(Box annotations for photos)
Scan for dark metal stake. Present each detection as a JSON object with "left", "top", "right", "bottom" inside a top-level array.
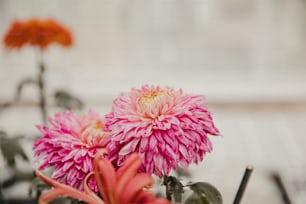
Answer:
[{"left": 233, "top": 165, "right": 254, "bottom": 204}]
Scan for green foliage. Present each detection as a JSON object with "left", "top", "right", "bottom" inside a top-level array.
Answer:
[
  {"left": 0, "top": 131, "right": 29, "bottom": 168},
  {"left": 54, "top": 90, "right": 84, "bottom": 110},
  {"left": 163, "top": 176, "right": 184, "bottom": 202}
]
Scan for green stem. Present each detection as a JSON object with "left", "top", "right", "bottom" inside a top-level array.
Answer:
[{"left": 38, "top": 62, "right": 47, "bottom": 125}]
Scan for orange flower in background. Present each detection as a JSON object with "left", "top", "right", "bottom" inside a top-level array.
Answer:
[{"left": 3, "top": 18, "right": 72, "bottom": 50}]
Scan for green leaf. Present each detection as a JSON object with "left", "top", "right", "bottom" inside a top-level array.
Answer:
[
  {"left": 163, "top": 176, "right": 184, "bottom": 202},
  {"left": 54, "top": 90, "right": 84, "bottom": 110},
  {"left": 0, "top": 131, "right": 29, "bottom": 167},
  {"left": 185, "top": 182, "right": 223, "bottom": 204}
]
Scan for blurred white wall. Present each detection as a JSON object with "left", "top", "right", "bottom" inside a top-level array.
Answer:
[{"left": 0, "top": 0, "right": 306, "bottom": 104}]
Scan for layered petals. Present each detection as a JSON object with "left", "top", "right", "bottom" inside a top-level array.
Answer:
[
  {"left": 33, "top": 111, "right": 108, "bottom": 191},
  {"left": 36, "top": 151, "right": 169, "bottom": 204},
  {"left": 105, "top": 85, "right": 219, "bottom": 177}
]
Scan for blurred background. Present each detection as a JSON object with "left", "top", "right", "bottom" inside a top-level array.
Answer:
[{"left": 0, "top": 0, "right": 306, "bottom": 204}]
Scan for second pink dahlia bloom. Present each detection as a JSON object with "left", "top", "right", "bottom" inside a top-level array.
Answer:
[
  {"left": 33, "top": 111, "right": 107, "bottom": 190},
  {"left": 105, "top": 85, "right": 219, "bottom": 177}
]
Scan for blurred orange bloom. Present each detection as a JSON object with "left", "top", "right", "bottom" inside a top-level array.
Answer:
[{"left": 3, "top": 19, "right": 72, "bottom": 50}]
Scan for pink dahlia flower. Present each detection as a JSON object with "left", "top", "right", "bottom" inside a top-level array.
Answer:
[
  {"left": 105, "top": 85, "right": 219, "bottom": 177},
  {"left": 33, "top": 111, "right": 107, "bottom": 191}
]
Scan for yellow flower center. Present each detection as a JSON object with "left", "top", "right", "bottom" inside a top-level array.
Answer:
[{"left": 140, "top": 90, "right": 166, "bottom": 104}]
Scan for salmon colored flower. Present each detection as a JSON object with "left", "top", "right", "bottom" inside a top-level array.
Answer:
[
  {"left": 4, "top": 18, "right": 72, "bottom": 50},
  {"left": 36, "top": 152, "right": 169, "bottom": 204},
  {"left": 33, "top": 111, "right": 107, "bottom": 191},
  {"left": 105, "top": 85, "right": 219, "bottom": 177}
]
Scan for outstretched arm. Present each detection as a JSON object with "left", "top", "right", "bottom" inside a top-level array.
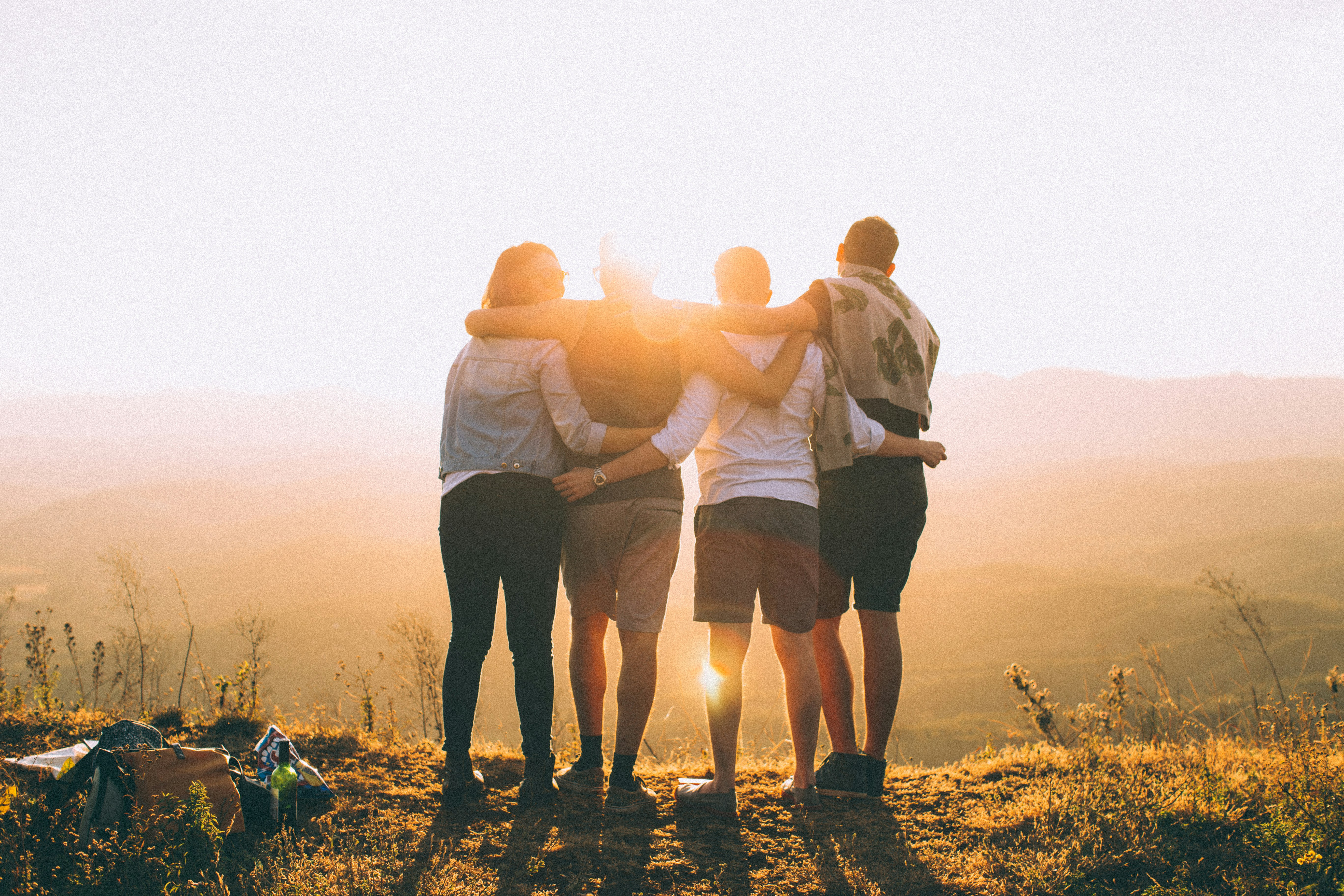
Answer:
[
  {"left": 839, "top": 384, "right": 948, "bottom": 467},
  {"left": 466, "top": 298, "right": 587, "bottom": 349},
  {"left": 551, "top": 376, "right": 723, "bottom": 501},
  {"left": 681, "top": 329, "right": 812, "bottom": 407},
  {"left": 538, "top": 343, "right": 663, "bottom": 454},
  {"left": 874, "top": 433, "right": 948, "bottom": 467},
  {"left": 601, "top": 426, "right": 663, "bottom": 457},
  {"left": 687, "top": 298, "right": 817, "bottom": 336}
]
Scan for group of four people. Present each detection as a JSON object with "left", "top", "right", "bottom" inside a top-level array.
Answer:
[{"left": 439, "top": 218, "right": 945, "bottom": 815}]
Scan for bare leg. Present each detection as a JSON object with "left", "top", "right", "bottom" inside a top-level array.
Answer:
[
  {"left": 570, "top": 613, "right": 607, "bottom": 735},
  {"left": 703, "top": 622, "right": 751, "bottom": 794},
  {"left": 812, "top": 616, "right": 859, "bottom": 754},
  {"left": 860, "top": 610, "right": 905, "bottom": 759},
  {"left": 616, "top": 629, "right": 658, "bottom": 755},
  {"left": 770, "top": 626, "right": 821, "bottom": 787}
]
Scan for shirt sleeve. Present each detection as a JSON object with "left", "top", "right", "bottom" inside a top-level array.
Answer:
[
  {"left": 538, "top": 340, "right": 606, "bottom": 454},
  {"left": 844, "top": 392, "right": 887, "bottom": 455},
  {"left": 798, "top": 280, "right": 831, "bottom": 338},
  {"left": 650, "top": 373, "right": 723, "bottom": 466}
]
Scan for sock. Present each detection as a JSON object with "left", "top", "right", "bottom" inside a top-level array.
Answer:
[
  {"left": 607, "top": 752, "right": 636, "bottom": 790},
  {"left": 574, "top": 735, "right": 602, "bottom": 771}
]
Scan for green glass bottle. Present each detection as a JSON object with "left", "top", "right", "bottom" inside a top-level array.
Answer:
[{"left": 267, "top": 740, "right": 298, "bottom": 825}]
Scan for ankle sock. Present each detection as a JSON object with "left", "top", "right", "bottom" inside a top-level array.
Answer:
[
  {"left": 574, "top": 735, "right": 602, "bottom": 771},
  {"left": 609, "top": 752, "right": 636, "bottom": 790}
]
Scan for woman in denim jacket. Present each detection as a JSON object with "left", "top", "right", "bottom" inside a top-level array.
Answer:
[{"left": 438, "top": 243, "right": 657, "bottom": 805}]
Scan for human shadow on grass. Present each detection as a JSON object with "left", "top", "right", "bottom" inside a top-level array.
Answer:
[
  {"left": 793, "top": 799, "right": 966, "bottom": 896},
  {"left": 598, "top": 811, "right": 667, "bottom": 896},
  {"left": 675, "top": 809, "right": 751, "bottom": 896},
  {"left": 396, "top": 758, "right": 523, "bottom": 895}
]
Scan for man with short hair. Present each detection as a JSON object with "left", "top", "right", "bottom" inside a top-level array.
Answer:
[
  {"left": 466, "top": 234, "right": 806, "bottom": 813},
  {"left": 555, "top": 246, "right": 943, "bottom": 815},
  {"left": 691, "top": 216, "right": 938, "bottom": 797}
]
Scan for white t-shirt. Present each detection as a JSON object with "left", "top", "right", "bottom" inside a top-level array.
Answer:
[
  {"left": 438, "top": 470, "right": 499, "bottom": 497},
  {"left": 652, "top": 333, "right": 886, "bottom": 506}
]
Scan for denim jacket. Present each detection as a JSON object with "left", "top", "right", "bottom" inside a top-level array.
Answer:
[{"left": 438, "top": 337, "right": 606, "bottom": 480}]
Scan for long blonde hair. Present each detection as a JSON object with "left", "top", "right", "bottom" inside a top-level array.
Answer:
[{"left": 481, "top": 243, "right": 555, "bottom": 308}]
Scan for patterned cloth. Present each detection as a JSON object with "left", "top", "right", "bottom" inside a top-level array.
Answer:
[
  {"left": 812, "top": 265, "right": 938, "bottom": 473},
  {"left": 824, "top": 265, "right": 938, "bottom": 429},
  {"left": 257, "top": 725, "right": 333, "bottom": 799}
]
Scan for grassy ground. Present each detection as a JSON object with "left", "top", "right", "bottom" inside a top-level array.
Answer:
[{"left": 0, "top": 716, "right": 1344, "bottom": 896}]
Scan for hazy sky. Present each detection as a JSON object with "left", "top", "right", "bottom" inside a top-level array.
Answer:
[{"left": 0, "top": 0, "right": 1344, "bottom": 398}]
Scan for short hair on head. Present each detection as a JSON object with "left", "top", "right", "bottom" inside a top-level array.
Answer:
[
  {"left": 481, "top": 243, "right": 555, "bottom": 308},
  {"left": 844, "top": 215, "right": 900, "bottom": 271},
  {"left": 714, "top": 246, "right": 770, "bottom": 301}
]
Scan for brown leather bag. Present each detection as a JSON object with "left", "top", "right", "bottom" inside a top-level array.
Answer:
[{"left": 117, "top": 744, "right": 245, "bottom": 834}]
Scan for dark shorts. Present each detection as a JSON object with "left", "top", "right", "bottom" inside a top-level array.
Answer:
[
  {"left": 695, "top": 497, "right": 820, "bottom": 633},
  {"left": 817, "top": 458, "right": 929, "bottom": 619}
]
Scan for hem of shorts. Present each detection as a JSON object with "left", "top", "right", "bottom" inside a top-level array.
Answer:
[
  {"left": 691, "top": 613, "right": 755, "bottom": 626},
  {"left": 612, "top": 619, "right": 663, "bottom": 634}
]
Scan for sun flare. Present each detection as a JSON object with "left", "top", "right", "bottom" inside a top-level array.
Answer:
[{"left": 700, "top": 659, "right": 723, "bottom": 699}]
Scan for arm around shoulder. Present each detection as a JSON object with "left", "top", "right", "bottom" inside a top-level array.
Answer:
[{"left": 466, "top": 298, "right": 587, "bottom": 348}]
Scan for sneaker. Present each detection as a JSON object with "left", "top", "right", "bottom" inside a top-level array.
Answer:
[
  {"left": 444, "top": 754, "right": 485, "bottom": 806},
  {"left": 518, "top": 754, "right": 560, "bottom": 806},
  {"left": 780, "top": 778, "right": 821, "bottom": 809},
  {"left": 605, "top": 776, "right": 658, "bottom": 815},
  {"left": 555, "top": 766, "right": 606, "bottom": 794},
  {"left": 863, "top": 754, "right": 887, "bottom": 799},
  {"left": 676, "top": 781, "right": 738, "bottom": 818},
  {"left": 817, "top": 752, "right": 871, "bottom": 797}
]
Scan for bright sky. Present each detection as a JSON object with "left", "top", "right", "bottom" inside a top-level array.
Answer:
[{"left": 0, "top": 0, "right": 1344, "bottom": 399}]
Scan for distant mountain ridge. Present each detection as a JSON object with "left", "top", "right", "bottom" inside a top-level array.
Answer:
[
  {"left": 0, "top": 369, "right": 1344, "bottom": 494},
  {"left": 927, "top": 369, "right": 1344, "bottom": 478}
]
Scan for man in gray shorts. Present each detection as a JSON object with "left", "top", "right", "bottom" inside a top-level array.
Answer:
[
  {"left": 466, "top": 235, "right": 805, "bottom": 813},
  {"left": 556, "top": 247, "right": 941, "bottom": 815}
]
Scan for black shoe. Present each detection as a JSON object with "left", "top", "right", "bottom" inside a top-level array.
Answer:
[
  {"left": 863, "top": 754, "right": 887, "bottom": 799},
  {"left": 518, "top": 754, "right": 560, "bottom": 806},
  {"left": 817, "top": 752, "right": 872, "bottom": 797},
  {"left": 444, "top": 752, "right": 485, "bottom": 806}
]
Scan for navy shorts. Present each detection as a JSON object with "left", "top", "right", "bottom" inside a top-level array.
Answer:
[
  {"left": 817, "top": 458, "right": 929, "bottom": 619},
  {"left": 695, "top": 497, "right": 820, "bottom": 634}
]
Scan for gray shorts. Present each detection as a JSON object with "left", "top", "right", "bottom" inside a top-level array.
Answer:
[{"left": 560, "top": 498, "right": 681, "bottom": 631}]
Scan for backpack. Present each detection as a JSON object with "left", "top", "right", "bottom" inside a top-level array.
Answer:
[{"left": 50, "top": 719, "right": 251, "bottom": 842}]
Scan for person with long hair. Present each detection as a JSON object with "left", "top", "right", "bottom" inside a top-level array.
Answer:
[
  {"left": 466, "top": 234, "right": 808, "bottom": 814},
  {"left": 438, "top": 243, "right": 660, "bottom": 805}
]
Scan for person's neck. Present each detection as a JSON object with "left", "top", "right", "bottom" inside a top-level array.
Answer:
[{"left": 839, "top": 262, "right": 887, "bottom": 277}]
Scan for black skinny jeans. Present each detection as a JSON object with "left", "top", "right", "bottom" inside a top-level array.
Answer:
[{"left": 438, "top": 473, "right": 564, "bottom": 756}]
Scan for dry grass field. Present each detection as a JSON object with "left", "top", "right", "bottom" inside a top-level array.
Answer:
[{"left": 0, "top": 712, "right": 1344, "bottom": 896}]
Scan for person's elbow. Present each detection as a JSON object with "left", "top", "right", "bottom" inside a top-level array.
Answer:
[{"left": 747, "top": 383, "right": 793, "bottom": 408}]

REQUIREMENTS => Nothing outside the span should appear: transcribe the lines from the one containing "Scan for navy" through the last line of the records.

ANSWER TO THIS EXERCISE =>
Scan for navy shorts. Present each detection as a JSON object with "left", "top", "right", "bottom" inside a top-level array.
Answer:
[
  {"left": 817, "top": 458, "right": 929, "bottom": 619},
  {"left": 695, "top": 497, "right": 820, "bottom": 634}
]
Scan for gray shorts. Present each detection as a JSON object with "left", "top", "right", "bottom" inside a top-level array.
Answer:
[{"left": 560, "top": 498, "right": 681, "bottom": 631}]
Scan for backpack. Present each detection as a JSON object with "left", "top", "right", "bottom" inside a top-level array.
Answer:
[{"left": 50, "top": 719, "right": 251, "bottom": 842}]
Scan for person with long hair. Present each detection as a JSON object with "left", "top", "right", "bottom" inside a top-level array.
Answer:
[
  {"left": 466, "top": 234, "right": 808, "bottom": 814},
  {"left": 438, "top": 243, "right": 660, "bottom": 805}
]
Scan for person's neck. Present each detection as a JSON object with "left", "top", "right", "bottom" inside a top-level array.
Answer:
[{"left": 839, "top": 262, "right": 887, "bottom": 277}]
Scan for black skinny jeans. Present each detection as a JSON object with "left", "top", "right", "bottom" inside a top-level array.
Answer:
[{"left": 438, "top": 473, "right": 564, "bottom": 756}]
Scan for dry grass field. Present each detection as a JSON object with "left", "top", "right", "bottom" inside a top-level array.
Answer:
[{"left": 0, "top": 712, "right": 1344, "bottom": 896}]
Scan for person's elbow. Present each detection as a JSON object with "left", "top", "right", "bottom" inside a top-level array.
Answer:
[{"left": 747, "top": 383, "right": 793, "bottom": 408}]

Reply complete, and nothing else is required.